**WRITTEN PROBLEM**
Reproduce all records exactly.
BEGIN RECORD LIST
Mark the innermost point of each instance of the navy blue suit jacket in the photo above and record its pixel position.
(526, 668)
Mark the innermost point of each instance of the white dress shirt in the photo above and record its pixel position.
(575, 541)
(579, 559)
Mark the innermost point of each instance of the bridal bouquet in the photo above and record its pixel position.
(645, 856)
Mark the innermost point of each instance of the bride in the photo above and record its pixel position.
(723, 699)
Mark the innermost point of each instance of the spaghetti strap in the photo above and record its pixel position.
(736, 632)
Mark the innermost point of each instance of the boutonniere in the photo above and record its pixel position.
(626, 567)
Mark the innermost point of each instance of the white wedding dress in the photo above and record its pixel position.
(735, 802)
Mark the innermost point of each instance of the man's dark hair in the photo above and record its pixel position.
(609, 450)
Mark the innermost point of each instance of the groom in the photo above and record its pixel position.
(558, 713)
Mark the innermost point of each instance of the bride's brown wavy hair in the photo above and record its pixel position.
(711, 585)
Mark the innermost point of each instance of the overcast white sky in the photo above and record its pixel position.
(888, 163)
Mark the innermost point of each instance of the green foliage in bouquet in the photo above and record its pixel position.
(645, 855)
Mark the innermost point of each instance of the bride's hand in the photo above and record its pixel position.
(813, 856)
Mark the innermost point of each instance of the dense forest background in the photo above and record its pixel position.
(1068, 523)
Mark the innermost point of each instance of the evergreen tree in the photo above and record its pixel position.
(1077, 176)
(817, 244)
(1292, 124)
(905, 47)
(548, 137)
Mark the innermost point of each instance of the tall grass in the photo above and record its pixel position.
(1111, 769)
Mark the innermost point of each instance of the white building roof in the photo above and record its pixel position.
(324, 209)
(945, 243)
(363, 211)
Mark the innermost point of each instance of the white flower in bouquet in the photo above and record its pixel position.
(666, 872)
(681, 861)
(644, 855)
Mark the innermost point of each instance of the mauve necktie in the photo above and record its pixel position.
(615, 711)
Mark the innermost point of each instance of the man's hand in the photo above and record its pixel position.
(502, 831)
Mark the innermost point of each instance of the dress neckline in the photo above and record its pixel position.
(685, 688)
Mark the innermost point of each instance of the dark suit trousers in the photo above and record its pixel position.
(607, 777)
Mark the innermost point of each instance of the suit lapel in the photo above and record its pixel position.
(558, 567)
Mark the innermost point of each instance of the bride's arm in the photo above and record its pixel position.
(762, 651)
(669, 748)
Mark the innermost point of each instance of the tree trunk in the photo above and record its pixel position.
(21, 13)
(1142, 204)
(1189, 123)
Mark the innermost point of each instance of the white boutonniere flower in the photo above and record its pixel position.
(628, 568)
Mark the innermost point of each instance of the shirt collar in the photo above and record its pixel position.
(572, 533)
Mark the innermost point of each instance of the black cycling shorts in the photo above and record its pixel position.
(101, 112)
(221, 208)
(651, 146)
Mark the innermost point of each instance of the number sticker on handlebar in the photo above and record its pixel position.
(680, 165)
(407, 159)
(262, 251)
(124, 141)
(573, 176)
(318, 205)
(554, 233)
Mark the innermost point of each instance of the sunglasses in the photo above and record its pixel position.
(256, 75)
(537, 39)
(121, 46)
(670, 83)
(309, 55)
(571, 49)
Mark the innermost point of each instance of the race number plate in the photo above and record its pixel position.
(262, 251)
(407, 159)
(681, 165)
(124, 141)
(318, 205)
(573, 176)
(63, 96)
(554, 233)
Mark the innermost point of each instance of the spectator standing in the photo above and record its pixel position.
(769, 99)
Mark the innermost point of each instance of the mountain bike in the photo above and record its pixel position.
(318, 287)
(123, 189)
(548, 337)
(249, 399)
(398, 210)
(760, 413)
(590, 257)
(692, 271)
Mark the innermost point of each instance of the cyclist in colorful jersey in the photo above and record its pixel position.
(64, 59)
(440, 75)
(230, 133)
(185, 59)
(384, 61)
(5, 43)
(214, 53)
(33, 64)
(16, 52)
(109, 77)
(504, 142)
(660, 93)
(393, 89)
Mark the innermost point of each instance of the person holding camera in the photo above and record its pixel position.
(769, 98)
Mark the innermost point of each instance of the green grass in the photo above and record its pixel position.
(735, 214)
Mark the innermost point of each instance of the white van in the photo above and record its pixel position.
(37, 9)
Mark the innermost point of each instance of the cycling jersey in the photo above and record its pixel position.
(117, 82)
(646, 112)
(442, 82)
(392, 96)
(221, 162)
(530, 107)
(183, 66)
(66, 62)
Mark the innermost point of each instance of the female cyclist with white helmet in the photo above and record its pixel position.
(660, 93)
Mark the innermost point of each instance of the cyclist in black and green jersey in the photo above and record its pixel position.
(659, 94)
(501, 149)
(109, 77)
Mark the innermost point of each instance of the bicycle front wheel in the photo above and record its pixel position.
END RECORD LIST
**COMPLETED EXERCISE**
Mark the innermost point of each instance of the navy blue suit jacket in the photo above and record its pixel position.
(526, 668)
Mark the innermost point of each instance of the white dress shirt in the photo above and record its pixel position.
(575, 541)
(579, 559)
Mark the innermost point of each instance of the bridal bouquet in the photo above and record its pixel position.
(645, 856)
Mark the innermost point of each instance of the bride in the photo above and record its pixel position.
(723, 699)
Mark the innermost point of each instance of the spaghetti strap in the photo above and record its pixel position.
(736, 632)
Mark the innermost point of each instance of the boutonniere in the photo above and record its pixel position.
(626, 567)
Mark the innermost point of each instance of the white wedding dress in the photo above and record its pixel position.
(735, 802)
Mark the innermost point of each instance of the man's dark hair in the photo above and record its pixel position.
(609, 450)
Mark the innermost point of each instance of the groom in the photo above and record its pixel position.
(558, 713)
Mark the innermost point of each instance of the bride's brown wavy hair in the photo above and record its pixel position.
(711, 585)
Mark the innermost point of each instance of the overcast white sky in the photo above and record its pixel position.
(888, 163)
Mark the innermost point of each instance of the green foliage in bouquet in the photo above and record its pixel position.
(645, 855)
Mark the innermost point of each instance of the bride's hand in the photo above and record its pixel position.
(813, 856)
Mark the innermost point of each instance of the dense forest background in the photo above and record its pixel position.
(1068, 523)
Mark the innermost point of each instance of the evergreen tree in the photo above and record its pixel position.
(1077, 176)
(817, 244)
(1292, 124)
(905, 47)
(548, 137)
Mark the innermost point of each instance of the tall grass in the photo above and record its pixel position.
(1111, 769)
Mark the innermost point of each instance of the white building roof in the photo above and record its pixel position.
(324, 209)
(945, 243)
(363, 211)
Mark the innermost point of each instance of the white flower in bouquet in the photo above and record its pixel position.
(666, 872)
(681, 861)
(644, 855)
Mark the innermost point of each instance of the mauve necktie in the photo above and record its pixel position.
(615, 711)
Mark the innermost point of each instance of the man's hand in the photo above and record its pixel position.
(502, 831)
Mark the innermost point of each instance of the dress neckline in the photo above and record its pixel position.
(685, 688)
Mark the innermost point of each instance of the dark suit trousers in the photo above and record its pixel position.
(607, 777)
Mark the innermost point of each instance of the suit lapel in the photo above and record its pixel position.
(558, 567)
Mark the innermost point of each instance of the bride's arm in the photo above and record its pixel position.
(762, 651)
(669, 748)
Mark the innermost point of each instance of the tree trunk in the photo above and record its pixel position.
(21, 13)
(1142, 204)
(1189, 123)
Mark the innermost point of each instance of the white boutonniere flower in the photo above and record its pixel position.
(628, 568)
Mark the innermost point of each instance of the shirt collar in the photo above and record its pixel position.
(572, 533)
Mark the innermost point of each instance of the black cycling shorts in the photo above and record its pixel position.
(101, 112)
(221, 208)
(651, 146)
Mark the innermost point of each instance of the number sticker on handlebar in the photo above and record its pixel position.
(680, 165)
(407, 159)
(262, 251)
(124, 141)
(573, 176)
(318, 205)
(554, 233)
Mark the innermost point of each instance of the sunglasses in the photo above and record its pixel position.
(256, 75)
(537, 39)
(121, 46)
(670, 83)
(309, 55)
(571, 49)
Mark the innermost point of each instance of the race number plate in the photo above and record its pixel position.
(262, 251)
(407, 159)
(681, 165)
(124, 141)
(318, 205)
(573, 176)
(63, 96)
(554, 233)
Mark the innermost point of each instance of the spectator standing in the photo above and record its pixel position.
(769, 99)
Mark the innermost point of each instance of the mountain bike in the photo above and record its pixel position.
(318, 287)
(123, 189)
(548, 337)
(249, 399)
(398, 210)
(760, 413)
(590, 257)
(692, 271)
Mark the innermost point of each instance of the cyclist in colorful jersey in the photo above and record its pixel position.
(64, 59)
(440, 75)
(230, 133)
(185, 59)
(384, 61)
(5, 43)
(214, 53)
(33, 64)
(16, 52)
(109, 77)
(504, 142)
(660, 93)
(393, 89)
Mark the innermost point of each instance of the person holding camera in the photo above and record its pixel position.
(769, 98)
Mark the innermost point of each instance of the green grass in the photo above and record its pixel position.
(735, 214)
Mark the innermost point of each instance of the white van in the photo above and record its pixel position.
(37, 9)
Mark the innermost point of each instance of the cycling jersey in the photo above and record its pixel position.
(117, 82)
(646, 112)
(442, 82)
(392, 96)
(221, 162)
(530, 107)
(183, 66)
(66, 62)
Mark the innermost point of each instance of the female cyclist with white helmet in the photo above and record its pixel position.
(660, 93)
Mark the innermost point of each instance of the cyclist in black and green jersey in the photo above and record its pixel position.
(659, 94)
(501, 149)
(109, 77)
Mark the innermost point of each instance of the bicycle front wheel in the photo above and record its pixel position.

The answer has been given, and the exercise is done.